• [Problem] Pick out every line in the rows below that contains the string "positive", treating uppercase and lowercase as different.

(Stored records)
──────────────────────────────
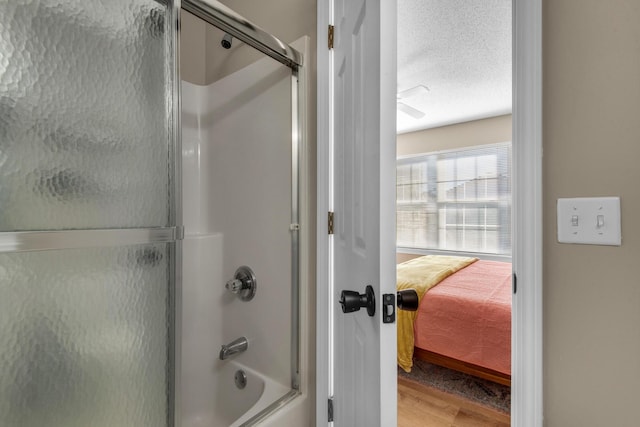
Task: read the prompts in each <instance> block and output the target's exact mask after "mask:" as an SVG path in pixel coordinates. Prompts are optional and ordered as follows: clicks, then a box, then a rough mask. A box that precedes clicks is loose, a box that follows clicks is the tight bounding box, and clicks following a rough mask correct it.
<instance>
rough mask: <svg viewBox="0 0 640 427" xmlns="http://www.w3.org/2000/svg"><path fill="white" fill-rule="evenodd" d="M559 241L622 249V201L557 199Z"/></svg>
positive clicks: (580, 199)
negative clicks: (614, 246)
mask: <svg viewBox="0 0 640 427" xmlns="http://www.w3.org/2000/svg"><path fill="white" fill-rule="evenodd" d="M558 242H560V243H581V244H587V245H611V246H620V245H621V244H622V232H621V227H620V198H619V197H577V198H572V199H558Z"/></svg>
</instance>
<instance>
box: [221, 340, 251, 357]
mask: <svg viewBox="0 0 640 427" xmlns="http://www.w3.org/2000/svg"><path fill="white" fill-rule="evenodd" d="M247 348H249V342H248V341H247V339H246V338H245V337H240V338H238V339H237V340H234V341H231V342H230V343H229V344H227V345H223V346H222V348H221V349H220V360H225V359H228V358H229V356H232V355H234V354H236V353H242V352H243V351H245V350H246V349H247Z"/></svg>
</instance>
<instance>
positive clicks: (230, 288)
mask: <svg viewBox="0 0 640 427" xmlns="http://www.w3.org/2000/svg"><path fill="white" fill-rule="evenodd" d="M256 286H257V285H256V276H255V274H253V271H252V270H251V269H250V268H249V267H247V266H246V265H243V266H242V267H239V268H238V269H237V270H236V272H235V274H234V275H233V279H231V280H229V281H228V282H227V284H226V285H225V288H227V290H228V291H229V292H233V293H234V294H236V295H238V297H239V298H240V299H241V300H242V301H249V300H251V299H252V298H253V296H254V295H255V294H256Z"/></svg>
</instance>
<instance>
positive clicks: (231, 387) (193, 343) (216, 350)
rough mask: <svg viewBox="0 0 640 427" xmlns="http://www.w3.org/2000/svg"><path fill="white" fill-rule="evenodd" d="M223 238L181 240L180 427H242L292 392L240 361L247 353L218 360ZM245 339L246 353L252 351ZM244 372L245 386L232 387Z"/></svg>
mask: <svg viewBox="0 0 640 427" xmlns="http://www.w3.org/2000/svg"><path fill="white" fill-rule="evenodd" d="M222 245H223V236H222V234H208V235H198V236H186V237H185V239H184V241H183V270H184V271H183V280H182V281H183V283H182V306H183V310H182V322H181V323H182V337H181V338H182V356H181V360H182V363H181V365H182V366H181V374H182V380H181V393H180V400H181V415H182V425H183V427H228V426H233V427H236V426H242V425H243V424H244V423H245V422H247V421H248V420H250V419H251V418H253V417H254V416H255V415H257V414H259V413H260V412H261V411H262V410H264V409H265V408H267V407H268V406H269V405H271V404H273V403H274V402H275V401H277V400H278V399H279V398H281V397H283V396H285V395H286V394H287V393H288V392H289V391H290V390H289V388H288V387H286V386H285V385H283V384H280V383H278V382H276V381H274V380H272V379H270V378H268V377H266V376H264V375H262V374H260V373H259V372H257V371H255V370H253V369H251V368H249V367H247V366H246V365H245V364H243V361H244V360H246V359H250V358H248V357H247V356H248V355H247V354H238V355H234V356H232V357H231V358H229V359H227V360H219V359H218V355H219V352H220V346H221V344H222V340H221V337H222V327H223V325H224V319H223V318H222V317H223V314H222V310H221V309H220V298H221V295H222V296H226V294H225V291H224V289H223V285H222V284H223V283H224V281H223V280H222V265H221V264H222ZM251 344H252V340H251V337H250V335H249V349H248V350H247V353H248V352H249V351H251V350H252V346H251ZM238 370H243V371H244V372H245V373H246V375H247V385H246V387H245V388H244V389H239V388H237V387H236V385H235V373H236V371H238Z"/></svg>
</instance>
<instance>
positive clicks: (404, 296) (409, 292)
mask: <svg viewBox="0 0 640 427" xmlns="http://www.w3.org/2000/svg"><path fill="white" fill-rule="evenodd" d="M397 299H398V308H399V309H400V310H405V311H416V310H417V309H418V303H419V302H420V301H418V293H417V292H416V290H415V289H403V290H401V291H398V293H397Z"/></svg>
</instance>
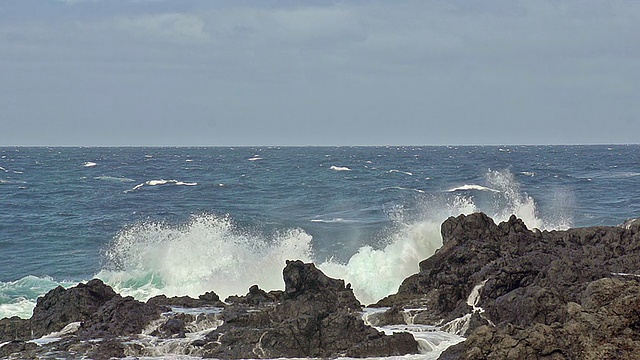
──────────────────────────────
• [Reply to the task]
positive clicks: (580, 199)
positive clicks: (230, 288)
positive clicks: (231, 387) (193, 343) (216, 350)
positive clicks: (404, 296) (409, 292)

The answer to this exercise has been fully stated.